↓
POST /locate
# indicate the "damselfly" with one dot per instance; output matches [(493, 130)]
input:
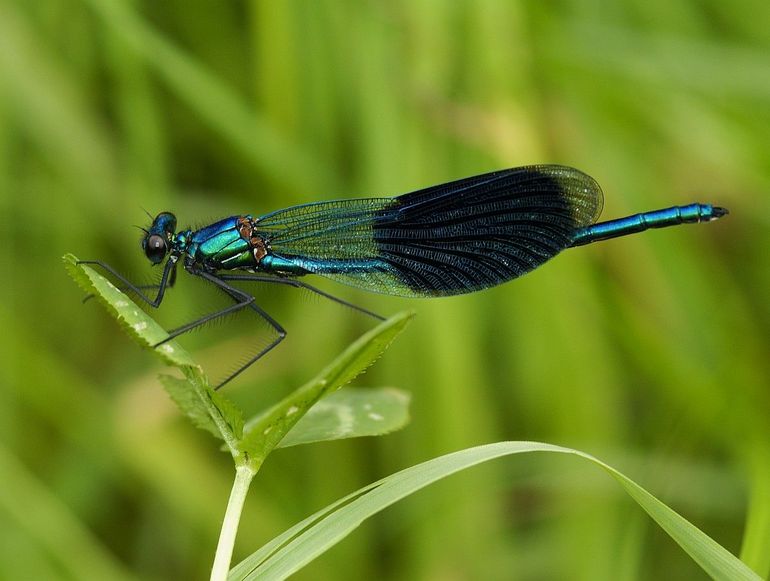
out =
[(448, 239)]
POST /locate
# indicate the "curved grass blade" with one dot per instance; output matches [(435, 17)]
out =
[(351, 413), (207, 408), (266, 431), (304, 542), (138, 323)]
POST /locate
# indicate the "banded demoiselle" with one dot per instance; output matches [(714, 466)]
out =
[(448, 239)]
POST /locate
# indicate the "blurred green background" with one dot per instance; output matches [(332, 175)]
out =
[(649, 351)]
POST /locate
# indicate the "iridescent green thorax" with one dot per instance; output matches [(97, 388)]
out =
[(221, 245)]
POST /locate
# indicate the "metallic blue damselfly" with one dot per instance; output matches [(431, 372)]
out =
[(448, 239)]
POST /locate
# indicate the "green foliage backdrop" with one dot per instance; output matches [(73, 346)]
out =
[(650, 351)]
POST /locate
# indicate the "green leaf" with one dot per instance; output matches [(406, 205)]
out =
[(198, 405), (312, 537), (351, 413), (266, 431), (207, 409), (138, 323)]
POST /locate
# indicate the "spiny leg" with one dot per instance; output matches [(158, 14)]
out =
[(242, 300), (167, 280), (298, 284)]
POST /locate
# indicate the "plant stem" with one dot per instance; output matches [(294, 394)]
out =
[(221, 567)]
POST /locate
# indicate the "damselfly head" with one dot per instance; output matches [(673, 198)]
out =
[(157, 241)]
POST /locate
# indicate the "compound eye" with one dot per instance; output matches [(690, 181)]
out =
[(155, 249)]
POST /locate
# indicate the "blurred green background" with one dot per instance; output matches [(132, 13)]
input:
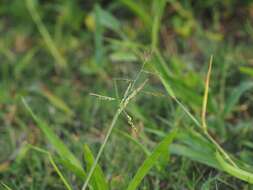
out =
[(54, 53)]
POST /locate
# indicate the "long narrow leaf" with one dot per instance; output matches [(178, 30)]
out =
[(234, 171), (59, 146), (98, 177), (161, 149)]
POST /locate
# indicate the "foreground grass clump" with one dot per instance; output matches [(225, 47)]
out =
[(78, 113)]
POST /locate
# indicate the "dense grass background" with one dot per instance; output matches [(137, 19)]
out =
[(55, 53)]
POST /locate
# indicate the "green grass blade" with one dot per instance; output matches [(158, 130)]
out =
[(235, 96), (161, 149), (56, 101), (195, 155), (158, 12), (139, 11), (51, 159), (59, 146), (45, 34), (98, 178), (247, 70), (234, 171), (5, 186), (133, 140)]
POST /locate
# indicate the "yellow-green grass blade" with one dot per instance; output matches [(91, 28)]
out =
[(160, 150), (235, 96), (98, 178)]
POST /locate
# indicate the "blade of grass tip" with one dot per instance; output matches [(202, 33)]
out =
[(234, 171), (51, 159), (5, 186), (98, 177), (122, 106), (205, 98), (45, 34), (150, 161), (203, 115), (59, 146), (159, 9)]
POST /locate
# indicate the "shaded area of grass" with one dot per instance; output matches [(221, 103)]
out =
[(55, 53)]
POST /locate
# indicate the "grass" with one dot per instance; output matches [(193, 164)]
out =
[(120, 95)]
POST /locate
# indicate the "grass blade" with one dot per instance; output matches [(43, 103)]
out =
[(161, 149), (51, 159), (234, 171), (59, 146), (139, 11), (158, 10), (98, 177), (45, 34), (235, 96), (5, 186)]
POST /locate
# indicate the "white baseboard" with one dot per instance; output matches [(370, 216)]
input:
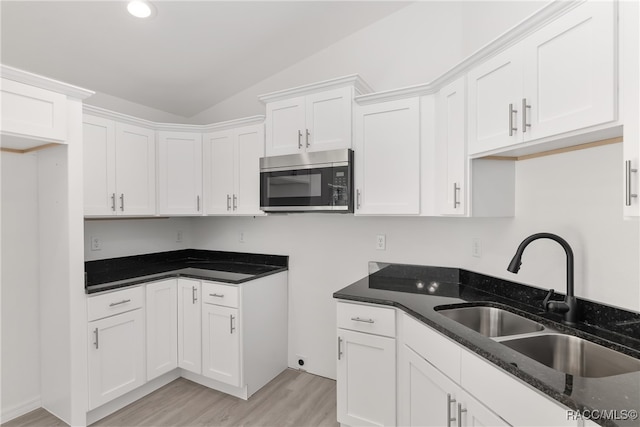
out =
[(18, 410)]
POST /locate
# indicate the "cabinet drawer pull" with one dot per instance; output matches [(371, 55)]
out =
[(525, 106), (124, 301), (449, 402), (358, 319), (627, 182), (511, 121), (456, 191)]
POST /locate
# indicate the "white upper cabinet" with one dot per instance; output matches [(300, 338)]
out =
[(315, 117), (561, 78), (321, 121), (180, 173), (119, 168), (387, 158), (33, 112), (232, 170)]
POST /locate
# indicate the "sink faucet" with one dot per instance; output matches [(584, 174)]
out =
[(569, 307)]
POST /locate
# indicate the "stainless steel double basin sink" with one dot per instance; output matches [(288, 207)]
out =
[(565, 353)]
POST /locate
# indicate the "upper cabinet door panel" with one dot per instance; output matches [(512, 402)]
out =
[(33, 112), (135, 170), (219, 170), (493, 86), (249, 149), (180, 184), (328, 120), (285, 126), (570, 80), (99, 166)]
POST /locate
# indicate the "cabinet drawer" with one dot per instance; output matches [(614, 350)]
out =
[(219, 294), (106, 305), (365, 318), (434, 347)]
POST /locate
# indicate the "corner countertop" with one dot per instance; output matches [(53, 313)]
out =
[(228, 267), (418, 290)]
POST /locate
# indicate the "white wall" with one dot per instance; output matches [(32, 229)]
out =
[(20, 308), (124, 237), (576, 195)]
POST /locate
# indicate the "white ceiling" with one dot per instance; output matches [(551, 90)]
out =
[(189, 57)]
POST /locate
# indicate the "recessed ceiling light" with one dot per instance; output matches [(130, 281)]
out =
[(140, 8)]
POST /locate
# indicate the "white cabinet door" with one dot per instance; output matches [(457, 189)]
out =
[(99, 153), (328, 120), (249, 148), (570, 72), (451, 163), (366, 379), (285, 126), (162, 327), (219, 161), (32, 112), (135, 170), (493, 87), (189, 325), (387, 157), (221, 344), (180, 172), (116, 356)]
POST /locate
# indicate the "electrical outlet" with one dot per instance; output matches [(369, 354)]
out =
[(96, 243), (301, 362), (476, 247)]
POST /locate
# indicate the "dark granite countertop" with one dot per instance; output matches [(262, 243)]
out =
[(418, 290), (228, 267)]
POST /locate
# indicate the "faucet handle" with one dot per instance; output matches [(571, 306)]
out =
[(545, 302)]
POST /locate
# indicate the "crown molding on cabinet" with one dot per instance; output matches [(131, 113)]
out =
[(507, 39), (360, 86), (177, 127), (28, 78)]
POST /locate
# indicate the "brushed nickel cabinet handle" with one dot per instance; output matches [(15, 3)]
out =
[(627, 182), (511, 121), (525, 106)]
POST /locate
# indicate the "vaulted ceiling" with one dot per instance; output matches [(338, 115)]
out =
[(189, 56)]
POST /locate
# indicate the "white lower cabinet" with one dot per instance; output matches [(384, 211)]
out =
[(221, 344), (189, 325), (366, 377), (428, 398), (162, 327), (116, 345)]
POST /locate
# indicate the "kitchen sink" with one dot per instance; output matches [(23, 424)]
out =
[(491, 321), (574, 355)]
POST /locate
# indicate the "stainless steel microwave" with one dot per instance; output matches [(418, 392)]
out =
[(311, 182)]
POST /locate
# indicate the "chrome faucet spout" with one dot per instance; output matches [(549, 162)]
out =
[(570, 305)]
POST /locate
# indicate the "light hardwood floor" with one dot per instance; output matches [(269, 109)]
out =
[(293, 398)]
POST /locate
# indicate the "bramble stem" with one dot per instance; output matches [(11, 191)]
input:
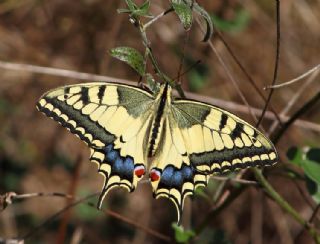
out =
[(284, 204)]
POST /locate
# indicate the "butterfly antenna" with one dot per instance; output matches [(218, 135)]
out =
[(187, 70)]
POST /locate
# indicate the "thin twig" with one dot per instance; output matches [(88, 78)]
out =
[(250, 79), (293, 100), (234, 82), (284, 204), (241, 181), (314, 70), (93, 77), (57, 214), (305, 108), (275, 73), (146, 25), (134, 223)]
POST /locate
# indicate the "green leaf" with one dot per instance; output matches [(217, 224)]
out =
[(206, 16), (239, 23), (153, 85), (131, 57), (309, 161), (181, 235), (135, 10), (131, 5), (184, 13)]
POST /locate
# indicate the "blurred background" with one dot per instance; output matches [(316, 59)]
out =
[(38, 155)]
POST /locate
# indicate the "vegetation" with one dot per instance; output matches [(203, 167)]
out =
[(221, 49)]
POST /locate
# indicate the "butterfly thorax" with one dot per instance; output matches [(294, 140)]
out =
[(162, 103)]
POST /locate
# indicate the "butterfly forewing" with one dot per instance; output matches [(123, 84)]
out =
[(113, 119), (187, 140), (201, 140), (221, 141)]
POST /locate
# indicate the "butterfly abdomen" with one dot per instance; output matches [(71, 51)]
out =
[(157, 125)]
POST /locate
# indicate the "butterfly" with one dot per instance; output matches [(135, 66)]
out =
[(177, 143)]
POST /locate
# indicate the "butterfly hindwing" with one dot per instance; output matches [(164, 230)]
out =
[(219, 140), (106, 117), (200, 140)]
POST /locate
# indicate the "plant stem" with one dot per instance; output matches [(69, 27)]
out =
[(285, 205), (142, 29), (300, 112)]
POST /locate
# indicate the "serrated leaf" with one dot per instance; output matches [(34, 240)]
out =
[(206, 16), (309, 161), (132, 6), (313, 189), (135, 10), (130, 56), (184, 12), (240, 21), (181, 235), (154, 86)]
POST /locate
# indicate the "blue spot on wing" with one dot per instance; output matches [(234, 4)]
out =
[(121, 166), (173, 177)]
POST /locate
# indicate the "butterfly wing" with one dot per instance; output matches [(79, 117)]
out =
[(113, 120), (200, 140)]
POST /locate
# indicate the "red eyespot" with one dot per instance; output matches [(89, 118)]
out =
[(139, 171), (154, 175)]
↑
↓
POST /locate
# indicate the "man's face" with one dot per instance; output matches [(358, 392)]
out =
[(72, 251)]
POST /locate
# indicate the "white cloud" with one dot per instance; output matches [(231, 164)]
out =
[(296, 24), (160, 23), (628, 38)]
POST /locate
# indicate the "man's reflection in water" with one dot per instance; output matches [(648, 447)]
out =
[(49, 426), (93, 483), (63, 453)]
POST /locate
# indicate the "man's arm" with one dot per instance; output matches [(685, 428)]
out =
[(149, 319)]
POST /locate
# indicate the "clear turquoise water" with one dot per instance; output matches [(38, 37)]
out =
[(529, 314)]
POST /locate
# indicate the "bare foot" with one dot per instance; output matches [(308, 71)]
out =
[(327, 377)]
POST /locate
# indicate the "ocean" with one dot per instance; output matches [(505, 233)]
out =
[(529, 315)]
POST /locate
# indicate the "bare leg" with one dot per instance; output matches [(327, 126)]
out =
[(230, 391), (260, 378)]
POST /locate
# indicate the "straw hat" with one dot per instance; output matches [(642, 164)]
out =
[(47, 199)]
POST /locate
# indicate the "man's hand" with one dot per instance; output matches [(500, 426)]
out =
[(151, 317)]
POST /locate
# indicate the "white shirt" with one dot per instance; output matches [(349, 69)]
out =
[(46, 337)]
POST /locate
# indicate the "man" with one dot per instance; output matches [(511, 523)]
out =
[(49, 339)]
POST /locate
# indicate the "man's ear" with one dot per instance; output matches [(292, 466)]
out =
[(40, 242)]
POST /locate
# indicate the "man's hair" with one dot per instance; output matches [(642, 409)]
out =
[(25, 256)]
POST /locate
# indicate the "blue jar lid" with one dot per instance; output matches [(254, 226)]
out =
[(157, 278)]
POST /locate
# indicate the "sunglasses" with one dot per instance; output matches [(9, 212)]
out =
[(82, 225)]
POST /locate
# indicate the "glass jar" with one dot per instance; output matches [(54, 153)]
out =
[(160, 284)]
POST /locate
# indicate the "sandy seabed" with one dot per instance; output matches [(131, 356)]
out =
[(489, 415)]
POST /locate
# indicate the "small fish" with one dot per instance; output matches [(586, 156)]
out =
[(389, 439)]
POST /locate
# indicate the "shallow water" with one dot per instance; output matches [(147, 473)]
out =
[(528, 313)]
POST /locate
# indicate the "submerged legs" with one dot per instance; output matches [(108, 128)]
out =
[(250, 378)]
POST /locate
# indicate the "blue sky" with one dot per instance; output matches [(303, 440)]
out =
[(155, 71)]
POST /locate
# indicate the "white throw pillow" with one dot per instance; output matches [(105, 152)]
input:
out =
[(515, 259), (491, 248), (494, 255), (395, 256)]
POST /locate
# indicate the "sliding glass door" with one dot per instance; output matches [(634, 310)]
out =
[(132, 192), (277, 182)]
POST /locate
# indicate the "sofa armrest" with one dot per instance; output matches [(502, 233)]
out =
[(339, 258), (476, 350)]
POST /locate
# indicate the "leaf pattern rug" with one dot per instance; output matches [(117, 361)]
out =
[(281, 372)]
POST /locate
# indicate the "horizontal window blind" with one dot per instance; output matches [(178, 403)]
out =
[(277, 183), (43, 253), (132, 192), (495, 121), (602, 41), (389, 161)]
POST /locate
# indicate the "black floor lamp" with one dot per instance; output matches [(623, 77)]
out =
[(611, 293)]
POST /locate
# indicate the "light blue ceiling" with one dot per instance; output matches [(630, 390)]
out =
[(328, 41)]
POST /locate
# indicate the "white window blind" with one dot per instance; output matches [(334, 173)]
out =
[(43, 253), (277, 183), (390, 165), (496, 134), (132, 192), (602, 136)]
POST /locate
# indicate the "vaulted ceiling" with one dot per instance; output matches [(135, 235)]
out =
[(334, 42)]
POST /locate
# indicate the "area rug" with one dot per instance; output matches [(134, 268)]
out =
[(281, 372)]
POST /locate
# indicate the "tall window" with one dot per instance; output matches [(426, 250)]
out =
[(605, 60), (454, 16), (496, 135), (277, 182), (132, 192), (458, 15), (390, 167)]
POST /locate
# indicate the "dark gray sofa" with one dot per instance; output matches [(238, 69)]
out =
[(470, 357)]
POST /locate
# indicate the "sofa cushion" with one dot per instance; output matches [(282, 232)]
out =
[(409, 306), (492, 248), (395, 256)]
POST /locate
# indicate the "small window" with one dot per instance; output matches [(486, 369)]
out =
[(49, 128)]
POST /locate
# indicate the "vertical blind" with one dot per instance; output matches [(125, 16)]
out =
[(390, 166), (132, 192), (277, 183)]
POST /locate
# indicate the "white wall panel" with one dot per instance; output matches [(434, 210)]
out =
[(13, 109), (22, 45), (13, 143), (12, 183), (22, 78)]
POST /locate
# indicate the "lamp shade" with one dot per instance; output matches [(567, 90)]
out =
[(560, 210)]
↑
*What you are asked to do:*
Please collect every line of the material above that contains the word "background", matching case exactly.

*Written reply:*
# indicate the "blurred green background" with one dot per instance; output matches [(332, 175)]
# indicate the "blurred green background" with one dot per instance; output matches [(132, 13)]
# indicate the "dense grass background" with one dot per instance; output matches [(137, 19)]
# indicate the "blurred background" with one dot per instance; output matches [(316, 59)]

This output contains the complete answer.